Saved data entries
- - - -
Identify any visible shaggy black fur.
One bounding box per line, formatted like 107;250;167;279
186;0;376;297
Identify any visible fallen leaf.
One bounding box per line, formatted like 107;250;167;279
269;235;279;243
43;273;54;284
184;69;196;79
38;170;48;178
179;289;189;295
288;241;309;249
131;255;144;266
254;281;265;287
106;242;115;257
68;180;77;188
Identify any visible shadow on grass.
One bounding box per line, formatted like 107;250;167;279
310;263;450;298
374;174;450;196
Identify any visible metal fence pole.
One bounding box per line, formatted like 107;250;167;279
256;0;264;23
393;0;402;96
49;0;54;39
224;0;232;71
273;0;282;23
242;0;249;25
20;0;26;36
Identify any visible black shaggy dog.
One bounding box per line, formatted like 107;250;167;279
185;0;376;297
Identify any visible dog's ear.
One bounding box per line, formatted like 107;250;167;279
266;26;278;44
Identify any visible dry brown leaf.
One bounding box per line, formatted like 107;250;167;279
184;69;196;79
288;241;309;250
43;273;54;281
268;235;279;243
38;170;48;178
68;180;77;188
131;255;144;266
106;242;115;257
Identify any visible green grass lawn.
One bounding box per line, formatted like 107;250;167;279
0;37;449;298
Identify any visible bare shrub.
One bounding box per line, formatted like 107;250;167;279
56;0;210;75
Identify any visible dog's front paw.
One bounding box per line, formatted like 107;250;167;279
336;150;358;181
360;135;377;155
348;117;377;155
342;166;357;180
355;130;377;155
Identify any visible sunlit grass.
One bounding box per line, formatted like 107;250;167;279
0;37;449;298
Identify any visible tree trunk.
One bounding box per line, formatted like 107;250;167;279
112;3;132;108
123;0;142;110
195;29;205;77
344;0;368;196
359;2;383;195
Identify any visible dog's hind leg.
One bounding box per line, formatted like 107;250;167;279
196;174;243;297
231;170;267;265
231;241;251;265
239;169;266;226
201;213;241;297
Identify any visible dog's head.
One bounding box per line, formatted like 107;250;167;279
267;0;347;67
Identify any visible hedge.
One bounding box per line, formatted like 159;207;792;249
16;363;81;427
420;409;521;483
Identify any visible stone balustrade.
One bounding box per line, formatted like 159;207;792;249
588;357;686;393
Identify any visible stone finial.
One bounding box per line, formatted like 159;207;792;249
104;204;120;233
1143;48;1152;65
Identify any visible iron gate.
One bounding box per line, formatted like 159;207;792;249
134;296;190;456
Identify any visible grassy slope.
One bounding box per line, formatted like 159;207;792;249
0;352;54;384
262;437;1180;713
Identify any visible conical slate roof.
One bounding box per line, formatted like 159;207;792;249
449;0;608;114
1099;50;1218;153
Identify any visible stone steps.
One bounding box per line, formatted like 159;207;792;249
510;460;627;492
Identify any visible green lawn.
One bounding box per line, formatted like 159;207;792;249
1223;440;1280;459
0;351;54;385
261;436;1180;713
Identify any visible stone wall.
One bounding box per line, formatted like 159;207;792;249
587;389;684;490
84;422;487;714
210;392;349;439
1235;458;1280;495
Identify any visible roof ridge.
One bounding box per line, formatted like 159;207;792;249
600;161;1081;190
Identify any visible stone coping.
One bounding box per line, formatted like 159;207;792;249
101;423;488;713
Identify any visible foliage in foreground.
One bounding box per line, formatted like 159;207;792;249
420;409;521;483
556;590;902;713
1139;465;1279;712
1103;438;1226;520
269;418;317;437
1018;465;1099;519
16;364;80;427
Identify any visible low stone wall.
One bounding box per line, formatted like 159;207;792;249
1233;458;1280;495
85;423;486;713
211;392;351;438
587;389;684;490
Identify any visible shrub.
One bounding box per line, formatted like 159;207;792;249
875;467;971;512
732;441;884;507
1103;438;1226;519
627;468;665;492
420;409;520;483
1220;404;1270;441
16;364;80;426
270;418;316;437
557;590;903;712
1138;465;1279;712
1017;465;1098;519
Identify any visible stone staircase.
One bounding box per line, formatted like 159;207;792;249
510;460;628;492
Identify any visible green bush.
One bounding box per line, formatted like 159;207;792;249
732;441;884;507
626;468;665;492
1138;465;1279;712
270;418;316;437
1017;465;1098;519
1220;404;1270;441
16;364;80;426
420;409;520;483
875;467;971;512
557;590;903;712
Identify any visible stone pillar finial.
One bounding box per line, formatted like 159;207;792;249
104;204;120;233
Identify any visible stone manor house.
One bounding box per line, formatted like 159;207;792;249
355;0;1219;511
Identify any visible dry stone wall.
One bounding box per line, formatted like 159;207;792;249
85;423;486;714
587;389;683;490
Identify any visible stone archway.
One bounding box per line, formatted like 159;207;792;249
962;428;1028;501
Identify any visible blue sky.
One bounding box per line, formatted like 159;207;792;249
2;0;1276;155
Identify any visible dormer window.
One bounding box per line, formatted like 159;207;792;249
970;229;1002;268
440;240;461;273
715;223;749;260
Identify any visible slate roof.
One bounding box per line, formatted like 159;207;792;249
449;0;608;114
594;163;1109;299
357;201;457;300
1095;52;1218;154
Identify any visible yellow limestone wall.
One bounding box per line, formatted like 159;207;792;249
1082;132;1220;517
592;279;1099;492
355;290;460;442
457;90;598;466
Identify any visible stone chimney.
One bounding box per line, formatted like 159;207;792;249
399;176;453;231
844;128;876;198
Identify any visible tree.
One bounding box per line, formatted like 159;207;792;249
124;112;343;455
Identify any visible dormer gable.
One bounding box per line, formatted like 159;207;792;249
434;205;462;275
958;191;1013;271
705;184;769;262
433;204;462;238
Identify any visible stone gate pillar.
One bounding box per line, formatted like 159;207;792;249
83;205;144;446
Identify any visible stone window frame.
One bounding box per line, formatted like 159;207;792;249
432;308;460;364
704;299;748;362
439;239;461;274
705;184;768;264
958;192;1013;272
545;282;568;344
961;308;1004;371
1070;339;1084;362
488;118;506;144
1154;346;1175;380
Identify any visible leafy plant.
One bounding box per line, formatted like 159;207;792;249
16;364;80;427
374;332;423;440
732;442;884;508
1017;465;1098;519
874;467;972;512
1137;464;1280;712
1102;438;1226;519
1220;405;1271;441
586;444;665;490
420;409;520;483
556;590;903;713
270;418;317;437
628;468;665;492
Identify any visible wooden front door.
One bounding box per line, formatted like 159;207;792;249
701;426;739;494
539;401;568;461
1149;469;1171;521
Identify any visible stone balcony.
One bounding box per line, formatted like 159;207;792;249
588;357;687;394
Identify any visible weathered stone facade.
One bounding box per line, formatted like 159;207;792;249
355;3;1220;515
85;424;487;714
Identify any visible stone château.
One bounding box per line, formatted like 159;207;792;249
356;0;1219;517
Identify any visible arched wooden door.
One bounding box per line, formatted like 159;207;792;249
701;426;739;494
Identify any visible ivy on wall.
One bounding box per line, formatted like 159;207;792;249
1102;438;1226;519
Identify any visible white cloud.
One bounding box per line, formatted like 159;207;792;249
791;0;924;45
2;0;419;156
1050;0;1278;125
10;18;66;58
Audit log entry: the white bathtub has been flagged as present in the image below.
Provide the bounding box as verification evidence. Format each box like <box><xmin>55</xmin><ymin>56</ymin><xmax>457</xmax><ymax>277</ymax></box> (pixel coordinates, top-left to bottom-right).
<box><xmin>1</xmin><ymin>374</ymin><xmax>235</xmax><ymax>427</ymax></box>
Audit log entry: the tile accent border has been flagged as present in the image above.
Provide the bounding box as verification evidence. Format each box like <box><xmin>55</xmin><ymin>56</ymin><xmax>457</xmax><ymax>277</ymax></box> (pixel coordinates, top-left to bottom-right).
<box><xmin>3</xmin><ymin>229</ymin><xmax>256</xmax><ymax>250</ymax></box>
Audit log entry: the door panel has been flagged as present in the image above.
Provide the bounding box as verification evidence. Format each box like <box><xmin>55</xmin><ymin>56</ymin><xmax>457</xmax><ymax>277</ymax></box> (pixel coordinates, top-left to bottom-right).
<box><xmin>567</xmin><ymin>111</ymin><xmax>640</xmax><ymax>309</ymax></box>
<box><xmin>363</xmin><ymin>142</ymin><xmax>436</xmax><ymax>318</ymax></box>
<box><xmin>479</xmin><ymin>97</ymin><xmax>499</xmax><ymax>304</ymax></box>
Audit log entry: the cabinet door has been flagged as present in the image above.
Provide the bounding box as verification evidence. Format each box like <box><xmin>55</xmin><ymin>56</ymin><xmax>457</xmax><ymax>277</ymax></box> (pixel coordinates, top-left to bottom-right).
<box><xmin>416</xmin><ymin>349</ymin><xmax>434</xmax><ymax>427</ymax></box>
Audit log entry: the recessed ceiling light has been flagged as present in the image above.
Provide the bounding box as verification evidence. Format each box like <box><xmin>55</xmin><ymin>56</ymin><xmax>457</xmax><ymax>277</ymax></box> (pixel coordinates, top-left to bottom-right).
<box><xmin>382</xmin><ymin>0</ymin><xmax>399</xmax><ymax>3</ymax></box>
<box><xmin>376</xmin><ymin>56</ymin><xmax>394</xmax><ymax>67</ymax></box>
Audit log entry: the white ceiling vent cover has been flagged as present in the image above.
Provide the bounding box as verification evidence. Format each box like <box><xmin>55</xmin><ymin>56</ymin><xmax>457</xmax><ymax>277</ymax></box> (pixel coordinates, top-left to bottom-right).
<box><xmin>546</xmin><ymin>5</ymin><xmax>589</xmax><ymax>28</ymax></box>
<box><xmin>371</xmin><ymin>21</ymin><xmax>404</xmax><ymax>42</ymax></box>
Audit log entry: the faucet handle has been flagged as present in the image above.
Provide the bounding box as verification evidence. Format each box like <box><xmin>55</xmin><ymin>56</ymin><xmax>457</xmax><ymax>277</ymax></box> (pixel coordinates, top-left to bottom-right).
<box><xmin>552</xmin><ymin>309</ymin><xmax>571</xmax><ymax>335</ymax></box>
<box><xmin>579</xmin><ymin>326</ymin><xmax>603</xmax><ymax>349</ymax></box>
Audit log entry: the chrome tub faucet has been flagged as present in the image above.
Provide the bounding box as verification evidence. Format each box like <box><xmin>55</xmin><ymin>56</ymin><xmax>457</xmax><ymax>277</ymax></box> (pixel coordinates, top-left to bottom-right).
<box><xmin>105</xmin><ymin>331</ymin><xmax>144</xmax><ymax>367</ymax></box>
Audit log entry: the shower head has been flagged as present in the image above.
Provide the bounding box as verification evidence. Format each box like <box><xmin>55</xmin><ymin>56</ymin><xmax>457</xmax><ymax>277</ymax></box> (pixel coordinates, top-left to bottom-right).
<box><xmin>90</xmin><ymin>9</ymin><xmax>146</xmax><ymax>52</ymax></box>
- - - -
Task statement
Your answer must be the lines from the first line of the entries above through the line that contains "Identify any visible metal fence pole.", written out exactly.

Answer section
Identify any visible shaggy black fur.
One bounding box per line, formatted like 107;250;167;279
186;0;376;297
Identify any visible fallen leaf.
One bounding box per line, formatted like 107;250;167;279
269;235;279;243
43;273;54;284
184;69;196;79
38;170;48;178
179;289;189;295
288;241;309;249
131;255;144;266
254;281;265;287
106;242;115;257
68;180;77;188
Identify any visible shadow on grass.
One bounding box per line, formatted like 107;250;167;279
310;263;450;298
374;174;450;196
Identify any visible metal fence pole.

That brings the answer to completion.